**SUPPLIED ENTRIES**
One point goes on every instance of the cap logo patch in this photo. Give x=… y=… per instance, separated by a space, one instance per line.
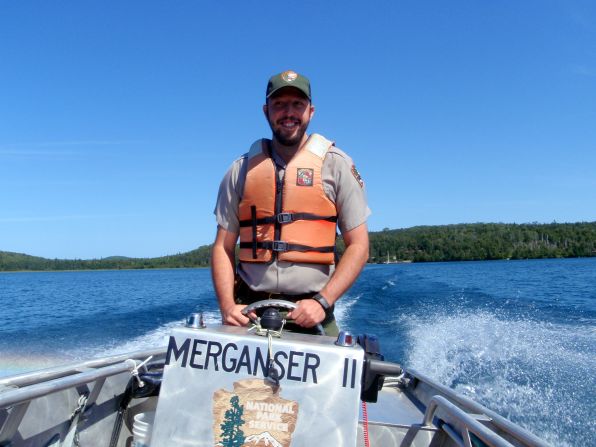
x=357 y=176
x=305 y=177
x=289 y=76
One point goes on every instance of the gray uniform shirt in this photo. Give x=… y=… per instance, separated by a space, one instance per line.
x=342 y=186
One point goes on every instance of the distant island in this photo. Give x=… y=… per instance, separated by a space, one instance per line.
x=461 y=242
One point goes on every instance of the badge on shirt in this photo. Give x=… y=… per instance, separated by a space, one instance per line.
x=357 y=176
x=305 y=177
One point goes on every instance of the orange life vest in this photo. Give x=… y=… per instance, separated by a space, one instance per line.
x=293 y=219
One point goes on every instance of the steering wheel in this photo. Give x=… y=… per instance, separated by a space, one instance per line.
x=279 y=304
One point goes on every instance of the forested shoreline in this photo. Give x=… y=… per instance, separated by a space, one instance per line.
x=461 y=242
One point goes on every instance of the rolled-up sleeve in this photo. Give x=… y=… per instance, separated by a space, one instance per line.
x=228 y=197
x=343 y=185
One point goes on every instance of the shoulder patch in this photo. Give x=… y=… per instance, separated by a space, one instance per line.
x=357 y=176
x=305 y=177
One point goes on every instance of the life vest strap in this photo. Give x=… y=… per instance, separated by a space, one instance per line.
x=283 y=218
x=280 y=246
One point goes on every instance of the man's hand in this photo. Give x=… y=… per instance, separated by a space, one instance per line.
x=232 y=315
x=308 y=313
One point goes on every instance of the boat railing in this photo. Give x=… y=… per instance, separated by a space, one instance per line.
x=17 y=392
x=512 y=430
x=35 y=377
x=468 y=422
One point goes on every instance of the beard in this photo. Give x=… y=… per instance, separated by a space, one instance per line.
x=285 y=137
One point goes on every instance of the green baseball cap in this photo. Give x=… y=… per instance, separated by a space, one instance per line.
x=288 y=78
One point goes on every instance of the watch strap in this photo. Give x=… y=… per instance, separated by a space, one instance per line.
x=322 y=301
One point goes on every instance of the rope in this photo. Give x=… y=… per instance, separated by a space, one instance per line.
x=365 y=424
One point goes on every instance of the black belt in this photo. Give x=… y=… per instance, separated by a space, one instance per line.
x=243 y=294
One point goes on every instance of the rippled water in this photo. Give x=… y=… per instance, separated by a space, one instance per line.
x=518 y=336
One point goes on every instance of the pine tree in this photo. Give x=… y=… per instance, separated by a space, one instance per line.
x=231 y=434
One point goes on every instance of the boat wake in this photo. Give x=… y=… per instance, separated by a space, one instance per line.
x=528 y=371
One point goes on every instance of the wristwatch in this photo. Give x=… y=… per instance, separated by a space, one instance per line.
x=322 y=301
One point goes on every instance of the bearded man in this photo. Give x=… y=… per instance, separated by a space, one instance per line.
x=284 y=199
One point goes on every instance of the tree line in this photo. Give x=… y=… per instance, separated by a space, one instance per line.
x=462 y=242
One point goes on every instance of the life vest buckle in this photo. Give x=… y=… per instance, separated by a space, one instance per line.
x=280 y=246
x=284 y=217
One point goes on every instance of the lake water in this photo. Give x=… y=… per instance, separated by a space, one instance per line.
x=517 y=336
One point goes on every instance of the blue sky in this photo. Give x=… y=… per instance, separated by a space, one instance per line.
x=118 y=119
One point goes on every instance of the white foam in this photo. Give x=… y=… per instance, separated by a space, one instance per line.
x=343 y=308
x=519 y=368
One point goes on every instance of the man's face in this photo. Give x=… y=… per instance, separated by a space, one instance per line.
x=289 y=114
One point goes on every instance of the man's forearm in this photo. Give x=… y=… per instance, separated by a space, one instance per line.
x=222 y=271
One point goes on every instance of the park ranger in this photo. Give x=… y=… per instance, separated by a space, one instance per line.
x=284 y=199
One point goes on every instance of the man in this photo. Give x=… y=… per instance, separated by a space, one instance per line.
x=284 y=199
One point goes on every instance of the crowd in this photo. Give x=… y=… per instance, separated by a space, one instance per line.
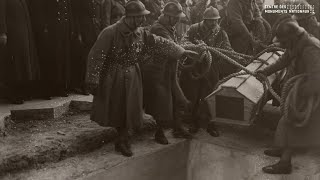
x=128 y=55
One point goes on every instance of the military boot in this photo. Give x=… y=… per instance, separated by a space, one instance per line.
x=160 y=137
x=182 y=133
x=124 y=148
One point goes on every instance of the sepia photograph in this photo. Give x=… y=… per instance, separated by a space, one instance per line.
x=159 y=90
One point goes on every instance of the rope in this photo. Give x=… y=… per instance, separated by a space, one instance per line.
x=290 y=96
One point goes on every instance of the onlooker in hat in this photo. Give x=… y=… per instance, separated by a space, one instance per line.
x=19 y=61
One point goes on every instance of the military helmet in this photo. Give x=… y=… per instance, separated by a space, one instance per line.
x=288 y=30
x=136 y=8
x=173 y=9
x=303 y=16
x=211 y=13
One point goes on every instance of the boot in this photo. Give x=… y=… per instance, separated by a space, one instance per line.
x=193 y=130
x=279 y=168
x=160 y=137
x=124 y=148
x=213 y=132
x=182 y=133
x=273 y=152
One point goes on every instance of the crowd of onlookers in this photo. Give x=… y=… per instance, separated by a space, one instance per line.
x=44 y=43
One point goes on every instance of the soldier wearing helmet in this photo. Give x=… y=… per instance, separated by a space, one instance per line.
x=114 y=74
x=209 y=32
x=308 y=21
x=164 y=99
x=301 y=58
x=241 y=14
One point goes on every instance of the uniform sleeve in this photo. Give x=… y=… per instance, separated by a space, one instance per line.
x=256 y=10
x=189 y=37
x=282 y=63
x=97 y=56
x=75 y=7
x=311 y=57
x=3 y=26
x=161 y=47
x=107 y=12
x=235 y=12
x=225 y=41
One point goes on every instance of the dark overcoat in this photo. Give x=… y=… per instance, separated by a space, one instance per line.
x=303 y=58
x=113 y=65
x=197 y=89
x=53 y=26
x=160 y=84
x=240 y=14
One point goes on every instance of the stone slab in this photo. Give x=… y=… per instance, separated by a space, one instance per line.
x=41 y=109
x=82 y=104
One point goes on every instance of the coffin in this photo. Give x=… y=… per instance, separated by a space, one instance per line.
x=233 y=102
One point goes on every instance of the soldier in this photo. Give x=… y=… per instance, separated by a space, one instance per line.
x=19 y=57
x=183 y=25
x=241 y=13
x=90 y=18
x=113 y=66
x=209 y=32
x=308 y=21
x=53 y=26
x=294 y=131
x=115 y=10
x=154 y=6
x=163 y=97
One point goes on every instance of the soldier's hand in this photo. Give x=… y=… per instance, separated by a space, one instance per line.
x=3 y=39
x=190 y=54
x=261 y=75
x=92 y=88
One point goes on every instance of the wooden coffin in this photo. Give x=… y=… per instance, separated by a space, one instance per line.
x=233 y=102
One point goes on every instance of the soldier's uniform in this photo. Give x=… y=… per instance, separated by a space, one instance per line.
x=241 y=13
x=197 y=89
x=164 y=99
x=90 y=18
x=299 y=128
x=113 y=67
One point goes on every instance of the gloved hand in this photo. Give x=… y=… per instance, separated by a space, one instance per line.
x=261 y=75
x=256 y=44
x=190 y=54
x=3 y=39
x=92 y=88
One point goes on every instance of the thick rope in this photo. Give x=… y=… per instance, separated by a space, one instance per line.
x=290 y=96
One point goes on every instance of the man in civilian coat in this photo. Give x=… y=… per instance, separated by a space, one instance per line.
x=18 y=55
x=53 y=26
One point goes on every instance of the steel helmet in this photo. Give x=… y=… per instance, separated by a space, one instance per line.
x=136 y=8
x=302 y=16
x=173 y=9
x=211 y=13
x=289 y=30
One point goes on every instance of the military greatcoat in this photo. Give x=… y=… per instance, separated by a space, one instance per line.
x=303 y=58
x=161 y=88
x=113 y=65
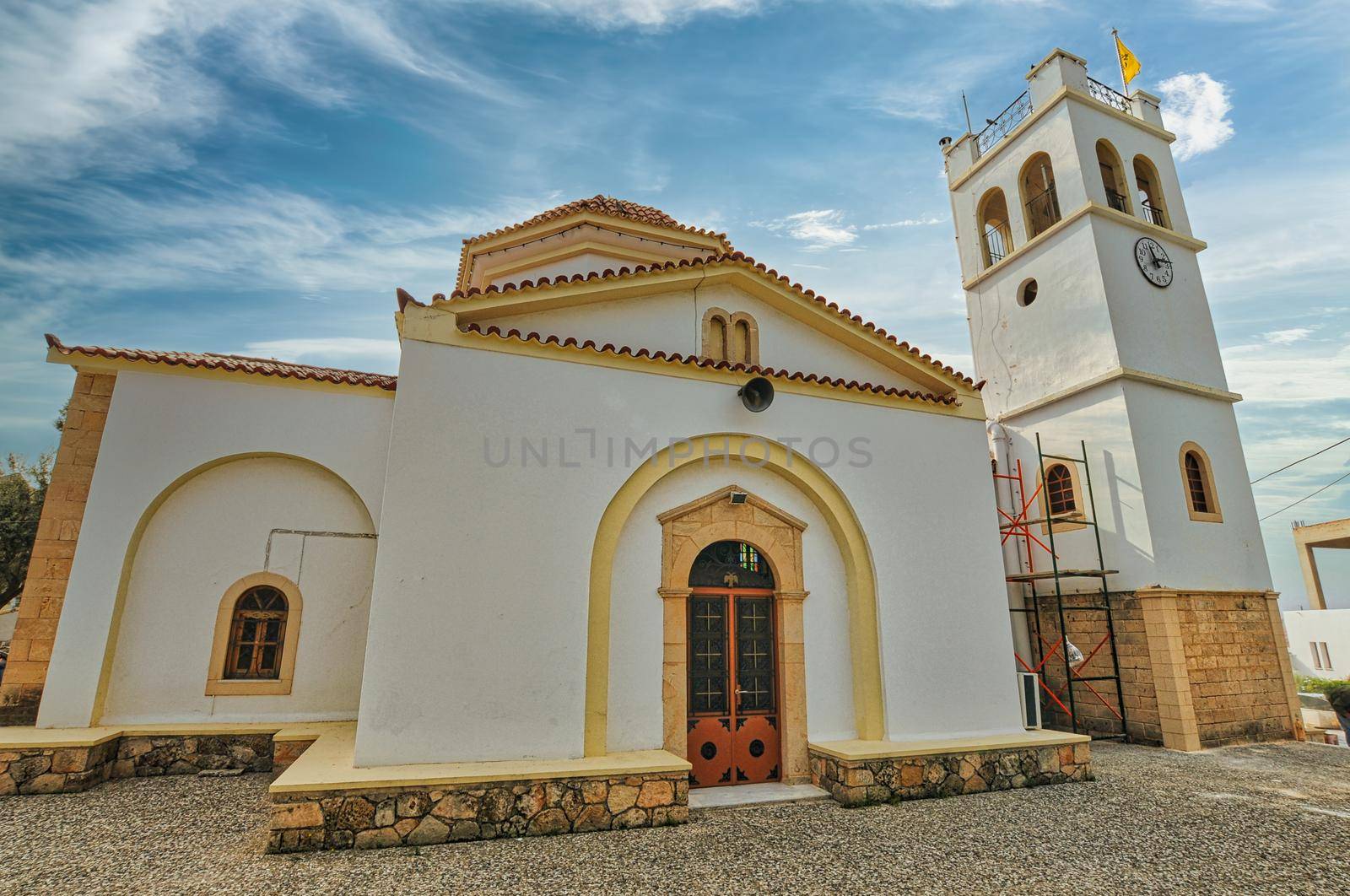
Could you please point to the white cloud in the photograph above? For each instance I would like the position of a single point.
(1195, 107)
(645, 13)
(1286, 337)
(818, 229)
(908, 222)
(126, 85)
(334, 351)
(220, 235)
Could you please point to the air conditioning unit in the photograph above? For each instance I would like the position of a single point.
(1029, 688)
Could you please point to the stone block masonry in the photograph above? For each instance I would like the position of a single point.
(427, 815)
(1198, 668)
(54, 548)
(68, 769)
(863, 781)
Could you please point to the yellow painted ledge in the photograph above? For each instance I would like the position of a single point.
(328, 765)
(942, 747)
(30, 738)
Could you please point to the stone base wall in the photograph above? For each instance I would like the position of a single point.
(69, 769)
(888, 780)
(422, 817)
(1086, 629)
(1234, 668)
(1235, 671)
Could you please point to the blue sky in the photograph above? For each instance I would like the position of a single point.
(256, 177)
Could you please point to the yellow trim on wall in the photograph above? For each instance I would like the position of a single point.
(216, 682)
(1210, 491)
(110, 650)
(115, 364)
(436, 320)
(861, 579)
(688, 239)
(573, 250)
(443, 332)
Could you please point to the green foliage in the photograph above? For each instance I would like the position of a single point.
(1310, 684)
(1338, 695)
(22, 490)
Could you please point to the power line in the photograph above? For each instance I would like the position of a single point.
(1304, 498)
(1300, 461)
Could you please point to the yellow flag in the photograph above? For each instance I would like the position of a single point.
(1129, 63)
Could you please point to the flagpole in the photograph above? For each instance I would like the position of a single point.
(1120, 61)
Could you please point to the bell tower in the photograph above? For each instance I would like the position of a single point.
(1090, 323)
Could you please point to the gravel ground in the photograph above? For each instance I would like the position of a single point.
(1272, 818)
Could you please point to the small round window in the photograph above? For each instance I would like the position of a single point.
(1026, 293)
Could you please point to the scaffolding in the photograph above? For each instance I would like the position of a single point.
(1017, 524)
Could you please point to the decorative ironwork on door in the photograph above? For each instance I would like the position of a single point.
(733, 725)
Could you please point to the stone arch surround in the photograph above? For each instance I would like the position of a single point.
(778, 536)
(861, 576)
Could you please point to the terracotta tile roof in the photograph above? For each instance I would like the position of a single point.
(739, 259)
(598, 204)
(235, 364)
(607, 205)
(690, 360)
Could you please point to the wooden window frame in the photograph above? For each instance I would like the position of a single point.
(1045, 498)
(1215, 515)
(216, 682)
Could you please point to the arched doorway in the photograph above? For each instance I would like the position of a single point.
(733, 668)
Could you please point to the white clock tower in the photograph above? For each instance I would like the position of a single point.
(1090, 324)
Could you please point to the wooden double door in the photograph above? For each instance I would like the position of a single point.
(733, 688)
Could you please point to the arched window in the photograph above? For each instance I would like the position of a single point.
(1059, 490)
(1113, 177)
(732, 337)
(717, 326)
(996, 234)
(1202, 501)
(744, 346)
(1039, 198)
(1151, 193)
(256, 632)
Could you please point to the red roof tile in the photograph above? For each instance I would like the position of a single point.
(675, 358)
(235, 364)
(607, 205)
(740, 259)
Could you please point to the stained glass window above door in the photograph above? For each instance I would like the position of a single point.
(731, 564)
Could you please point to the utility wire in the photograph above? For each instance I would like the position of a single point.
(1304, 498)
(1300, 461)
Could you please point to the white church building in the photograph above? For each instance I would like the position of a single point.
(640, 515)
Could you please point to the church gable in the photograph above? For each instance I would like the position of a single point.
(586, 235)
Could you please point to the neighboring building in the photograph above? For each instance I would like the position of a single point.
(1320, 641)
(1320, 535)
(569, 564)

**WHAT THE EXERCISE ASKS**
Your task is to output exactly the lines running from the one with "Could you please point to the wooden double" through the final line of the material above, with both ends included.

**ANSWER BOX**
Could you please point to the wooden double door in the photograph above? For each instance I would like the position of a single point.
(733, 688)
Could you please point to the arched window in the photograph above? For each instance I would like the position of a single point.
(1059, 490)
(1113, 177)
(732, 337)
(717, 326)
(996, 234)
(1202, 501)
(744, 346)
(1039, 198)
(1151, 193)
(256, 632)
Could you please point to the red roof tile in the photograph above? For each instance I would like the position of a single point.
(675, 358)
(235, 364)
(607, 205)
(740, 259)
Could you please point to the stained glass window above door in the photograph above? For each instance I would like the position of a single point.
(731, 564)
Could you please point to the utility wire in the photograph above? For each instance I would like the position of a single point.
(1304, 498)
(1300, 461)
Could you please point to the white church building in the photograph above? For each instance I would like the position of a single point.
(640, 515)
Could you please point to the church gable in the photograph above? For each instance I would like the position of a single point.
(586, 235)
Could you please point to the neighboring building in the photograph above? For each instance I would like the position of a single point.
(1320, 641)
(1320, 535)
(569, 564)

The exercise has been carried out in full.